**Text segment**

Day after day, He affirmed that I didn’t need a change. I needed continual reminders of His unchanging character and the consistency of His persevering promises.
My husband and I committed to connect with God daily by using the Our Daily Bread Ministries Bible in a Year Reading Schedule. I chose to read an unfamiliar translation, to help me prevent skimming through familiar chapters. Even though we’ve read through the Bible yearly since 2005, I had a hard time waiting for the start date.
If I wanted to thrive, instead of hoping to just survive in 2018, I needed more of God!
Over the last week, I’ve inhaled peace and highlighted verse after verse that affirmed the trustworthiness of God’s persevering promises.
The Holy Spirit tugged my heart toward repentance, as I realized I’d been worrying through the wait when I was weary from battling chronic pain.
How are You going to provide, Lord?
What am I going to do now, Lord?
How much longer? How much harder?
Before I realized it, I was wah-wah-whining.
At this point, I thanked the Lord for my husband. When one of us is weak, the other is strong. When he wants to jump in and fix things, I encourage him to rest in God’s presence. When I want to rush God along for fear of Him not coming through like He has every time in the past, my hubby reminds me to be still and trust.
Praying for an increase of faith during a rougher-than-normal week, I reflected on Abram’s responses to God at different times during his waiting journey.
When Abram first received God’s call, he didn’t even hesitate to follow Him into the unknown (Genesis 12:1-6). Abram accepted God’s promise (vv. 7-9), though he often struggled with fear (vv. 10-16). The Lord remained faithful (vv. 17-20) and reassured Abram of His persevering promises (Genesis 13:14-16; 15:4-6).
Unfortunately, Abram chose passive complacency instead of reminding his wife of God’s trustworthiness. Sarai refused to sit still on the sidelines. She hopped up and took the reins away from her husband and God, worrying her way through the wait.
When the Lord didn’t meet Sarai’s standards, or work according to her preferred timeline, she forced her own way and opened the door to generations of conflict (Genesis 16).

**What the exercise asks**
Keep writing the reflection on waiting for God's promises, starting right after its last sentence. You won't need the items for this.

**Given information**
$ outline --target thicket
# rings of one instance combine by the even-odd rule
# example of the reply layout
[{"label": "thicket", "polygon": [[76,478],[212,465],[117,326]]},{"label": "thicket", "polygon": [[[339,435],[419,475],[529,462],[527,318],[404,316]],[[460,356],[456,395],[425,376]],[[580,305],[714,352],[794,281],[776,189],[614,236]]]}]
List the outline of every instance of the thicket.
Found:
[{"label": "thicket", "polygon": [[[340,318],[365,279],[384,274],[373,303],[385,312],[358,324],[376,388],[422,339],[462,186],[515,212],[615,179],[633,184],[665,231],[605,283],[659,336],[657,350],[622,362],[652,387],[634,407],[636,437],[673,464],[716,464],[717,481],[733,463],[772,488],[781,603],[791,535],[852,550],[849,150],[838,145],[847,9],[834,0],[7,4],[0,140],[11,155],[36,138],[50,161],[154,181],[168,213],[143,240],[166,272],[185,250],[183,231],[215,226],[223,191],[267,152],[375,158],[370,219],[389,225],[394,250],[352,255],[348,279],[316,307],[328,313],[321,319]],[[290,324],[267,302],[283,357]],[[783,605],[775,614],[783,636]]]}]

**Final answer**
The Lord stayed true to His Word, affirming the now-99-year-old Abram wasn’t forgotten (Genesis 17:1-2). He transformed Abram and Sarai, beginning with their names (Genesis 17:5, 15), though it seemed He knew His servants still weren’t ready to receive the fulfillment of His promises.
They wanted instant gratification and quick relief. I’ve been there!
The Lord must have known they needed time to grow as His plan played out. He waited another year for Sarai, now Sarah, to give birth to Isaac (Genesis 17:21).
Though we can learn so much from how Abraham and Sarah responded to God, we can also find wisdom in Hagar’s prayer:
“You are a God of seeing . . . truly here I have seen Him who looks after me.” (Genesis 16:13)
Oh, how many time I’ve compared my timetable to God’s, as if I could see the future or control my circumstances.
I’ve begged for relief, to be whisked out of the wait, without even realizing I’d be missing out on the rewards God was carving out for me.
As we remember the Lord’s consistent character, we can rely on His persevering promises.
He will comfort our hurting hearts, strengthen our resolve, prepare us for the path He’s paved for us, and help us to stop worrying through the wait . . . if only we take time to listen to His words and remember He stays true to His Word.
“My eyes stay open through the watches of the night, that I may meditate on Your promises.” (Psalm 119:148)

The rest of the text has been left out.